(What to do)
[1] Reproduce the juvenile hormone epoxide hydrolase passage starting at "The first observation" and ending at "unlike JH esterase.", substituting "water-soluble" for "hydrophilic".
[2] Write a continuation of the passage on juvenile hormone epoxide hydrolase, picking up after its last sentence.

(Page excerpt)
╭──

Juvenile hormone epoxide hydrolase (JHEH) is an enzyme that inactivates insect juvenile hormones. This inactivation is accomplished through hydrolysis of the epoxide functional group contained within these hormones into diols. JHEH is one of two enzymes involved in the termination of signaling properties of the various juvenile hormones. The other is juvenile-hormone esterase, or JHE.

The first observation of activity from JHEH was in Rhodnius prolixus and Schistocerca gregaria. JH esterase was also first observed in this same work.

== Mechanism ==

JH esterase and epoxide hydrolase are the only known enzymes involved in primary degradation of JH. The inactivated carboxylic acid products of juvenile hormone esterase can be reactivated in peripheral tissues by esterification restoring its biological activity. In contrast, the juvenile hormone diols that are the product of the epoxide hydrolase are very hydrophilic and cannot be converted back to JH. Thus, this enzyme permanently terminates the action of juvenile hormone, unlike JH esterase.

╰──

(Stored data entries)
╭──

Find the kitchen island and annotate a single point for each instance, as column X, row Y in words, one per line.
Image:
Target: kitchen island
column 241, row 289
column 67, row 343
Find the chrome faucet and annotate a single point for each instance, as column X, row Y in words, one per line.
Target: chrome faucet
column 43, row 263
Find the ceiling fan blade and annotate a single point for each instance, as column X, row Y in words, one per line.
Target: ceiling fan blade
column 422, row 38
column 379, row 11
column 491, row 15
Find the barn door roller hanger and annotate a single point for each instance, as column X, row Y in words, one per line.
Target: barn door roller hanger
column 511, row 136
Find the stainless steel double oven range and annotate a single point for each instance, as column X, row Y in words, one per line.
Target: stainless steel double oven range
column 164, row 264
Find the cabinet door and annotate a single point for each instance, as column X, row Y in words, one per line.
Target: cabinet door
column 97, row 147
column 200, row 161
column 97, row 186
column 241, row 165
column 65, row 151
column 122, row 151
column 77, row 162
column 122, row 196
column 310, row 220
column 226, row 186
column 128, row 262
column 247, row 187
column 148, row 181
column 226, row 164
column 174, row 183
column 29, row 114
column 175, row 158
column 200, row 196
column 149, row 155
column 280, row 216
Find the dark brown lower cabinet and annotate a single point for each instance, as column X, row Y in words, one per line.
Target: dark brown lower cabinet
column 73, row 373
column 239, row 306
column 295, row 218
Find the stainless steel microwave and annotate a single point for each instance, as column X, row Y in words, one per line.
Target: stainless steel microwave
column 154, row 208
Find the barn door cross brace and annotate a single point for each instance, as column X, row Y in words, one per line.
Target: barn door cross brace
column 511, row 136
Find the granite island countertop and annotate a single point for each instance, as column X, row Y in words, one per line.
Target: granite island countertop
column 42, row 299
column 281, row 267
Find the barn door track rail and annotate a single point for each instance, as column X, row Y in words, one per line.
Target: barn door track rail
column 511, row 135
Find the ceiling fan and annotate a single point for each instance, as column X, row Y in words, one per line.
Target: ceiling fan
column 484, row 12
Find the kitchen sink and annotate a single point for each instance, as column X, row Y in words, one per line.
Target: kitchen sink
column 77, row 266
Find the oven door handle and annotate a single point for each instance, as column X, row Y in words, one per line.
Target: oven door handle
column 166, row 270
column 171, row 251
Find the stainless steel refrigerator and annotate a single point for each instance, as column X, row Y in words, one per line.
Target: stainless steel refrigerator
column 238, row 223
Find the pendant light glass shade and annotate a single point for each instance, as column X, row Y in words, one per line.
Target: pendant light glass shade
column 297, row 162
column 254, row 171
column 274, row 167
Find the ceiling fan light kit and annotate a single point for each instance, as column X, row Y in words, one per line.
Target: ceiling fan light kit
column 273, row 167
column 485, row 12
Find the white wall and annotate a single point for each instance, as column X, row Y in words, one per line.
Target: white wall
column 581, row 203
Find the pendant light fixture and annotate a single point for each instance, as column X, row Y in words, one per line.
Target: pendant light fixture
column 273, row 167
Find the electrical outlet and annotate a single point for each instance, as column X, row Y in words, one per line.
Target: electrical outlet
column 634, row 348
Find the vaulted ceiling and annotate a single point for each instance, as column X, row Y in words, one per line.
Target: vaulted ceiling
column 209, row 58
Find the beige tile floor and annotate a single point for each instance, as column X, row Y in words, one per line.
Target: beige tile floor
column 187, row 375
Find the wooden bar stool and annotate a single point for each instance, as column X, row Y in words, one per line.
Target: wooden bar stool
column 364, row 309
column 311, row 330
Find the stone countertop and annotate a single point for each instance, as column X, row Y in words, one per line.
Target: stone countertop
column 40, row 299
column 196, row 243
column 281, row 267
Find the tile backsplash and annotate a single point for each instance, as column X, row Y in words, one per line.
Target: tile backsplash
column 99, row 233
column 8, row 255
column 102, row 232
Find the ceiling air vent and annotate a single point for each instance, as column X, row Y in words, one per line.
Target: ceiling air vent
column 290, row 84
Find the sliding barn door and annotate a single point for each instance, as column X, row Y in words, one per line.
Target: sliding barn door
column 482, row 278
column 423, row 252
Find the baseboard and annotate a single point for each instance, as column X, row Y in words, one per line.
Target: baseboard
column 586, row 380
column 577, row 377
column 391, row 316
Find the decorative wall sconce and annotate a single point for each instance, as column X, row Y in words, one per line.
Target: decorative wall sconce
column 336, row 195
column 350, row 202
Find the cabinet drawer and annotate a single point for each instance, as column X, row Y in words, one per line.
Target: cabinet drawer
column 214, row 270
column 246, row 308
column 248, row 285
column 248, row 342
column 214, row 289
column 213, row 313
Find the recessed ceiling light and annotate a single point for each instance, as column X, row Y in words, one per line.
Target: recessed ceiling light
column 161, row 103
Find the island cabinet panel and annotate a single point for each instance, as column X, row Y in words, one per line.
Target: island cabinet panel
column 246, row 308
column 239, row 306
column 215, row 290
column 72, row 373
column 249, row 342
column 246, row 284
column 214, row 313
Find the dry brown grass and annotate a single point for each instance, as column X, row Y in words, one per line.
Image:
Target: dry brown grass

╰──

(Responses)
[1]
The first observation of activity from JHEH was in Rhodnius prolixus and Schistocerca gregaria. JH esterase was also first observed in this same work.

== Mechanism ==

JH esterase and epoxide hydrolase are the only known enzymes involved in primary degradation of JH. The inactivated carboxylic acid products of juvenile hormone esterase can be reactivated in peripheral tissues by esterification restoring its biological activity. In contrast, the juvenile hormone diols that are the product of the epoxide hydrolase are very water-soluble and cannot be converted back to JH. Thus, this enzyme permanently terminates the action of juvenile hormone, unlike JH esterase.

[2]
The enzyme mechanism involves the addition of water at the secondary carbon, C-10. In Trichoplusia ni, JH has been found to be the preferred substrate of this enzyme as compared with JH acid.

== Isoforms ==

Two forms of JHEH have been cloned from Leptinotarsa decemlineata, which are found in all tissues studied. Knockdown of these enzymes by injected appropriate RNA interference has been found to increase JH titers, prolong larval development, and delay adult emergence, all symptoms of excessive levels of JH.

== Structure ==

JHEH is a membrane associated protein, and by photoaffinity labeling has been shown to be a 50 kDA protein in Manduca sexta.

It has been noted by several that properties of JHEH are similar to those of animal microsomal epoxide hydrolase. Sequence alignments showed that the exact catalytic triad of the animal enzyme (Asp-226, Glu-403 and His-430) is present in JHEH. In addition, the X-ray structure of Bombyx mori JHEH was recently determined.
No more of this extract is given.